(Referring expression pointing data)
* * * *
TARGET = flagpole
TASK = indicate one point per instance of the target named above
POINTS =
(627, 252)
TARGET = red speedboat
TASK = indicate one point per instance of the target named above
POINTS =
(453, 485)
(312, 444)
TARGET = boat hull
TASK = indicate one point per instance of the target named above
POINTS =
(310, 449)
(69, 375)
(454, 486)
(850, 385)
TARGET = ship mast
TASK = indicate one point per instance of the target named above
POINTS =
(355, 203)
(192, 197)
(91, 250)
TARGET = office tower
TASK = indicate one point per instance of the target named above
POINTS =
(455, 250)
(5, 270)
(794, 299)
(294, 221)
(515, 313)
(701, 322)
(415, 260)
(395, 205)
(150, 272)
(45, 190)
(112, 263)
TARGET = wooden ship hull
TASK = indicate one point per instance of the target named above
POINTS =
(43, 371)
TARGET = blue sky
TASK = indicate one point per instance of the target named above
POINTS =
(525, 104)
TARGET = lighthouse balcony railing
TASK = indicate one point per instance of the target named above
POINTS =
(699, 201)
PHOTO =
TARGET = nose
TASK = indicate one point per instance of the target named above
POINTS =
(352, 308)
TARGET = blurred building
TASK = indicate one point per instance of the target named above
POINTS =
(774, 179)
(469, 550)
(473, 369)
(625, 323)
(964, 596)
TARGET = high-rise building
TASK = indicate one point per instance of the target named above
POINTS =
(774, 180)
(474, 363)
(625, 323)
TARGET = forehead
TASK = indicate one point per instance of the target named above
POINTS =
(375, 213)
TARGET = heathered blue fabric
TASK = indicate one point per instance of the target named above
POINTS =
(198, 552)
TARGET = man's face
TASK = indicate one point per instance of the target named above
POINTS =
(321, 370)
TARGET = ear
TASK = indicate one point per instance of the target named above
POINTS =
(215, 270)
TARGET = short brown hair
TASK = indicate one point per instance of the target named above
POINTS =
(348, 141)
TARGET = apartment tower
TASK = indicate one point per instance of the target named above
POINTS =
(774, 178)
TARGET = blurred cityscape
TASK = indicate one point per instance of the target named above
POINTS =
* * * *
- **WHAT THE EXERCISE ASKS**: For the string "hull", return every line of the data where it appears.

- **SOLVED PROBLEM**:
TARGET = boat hull
TARGET = wooden ship hull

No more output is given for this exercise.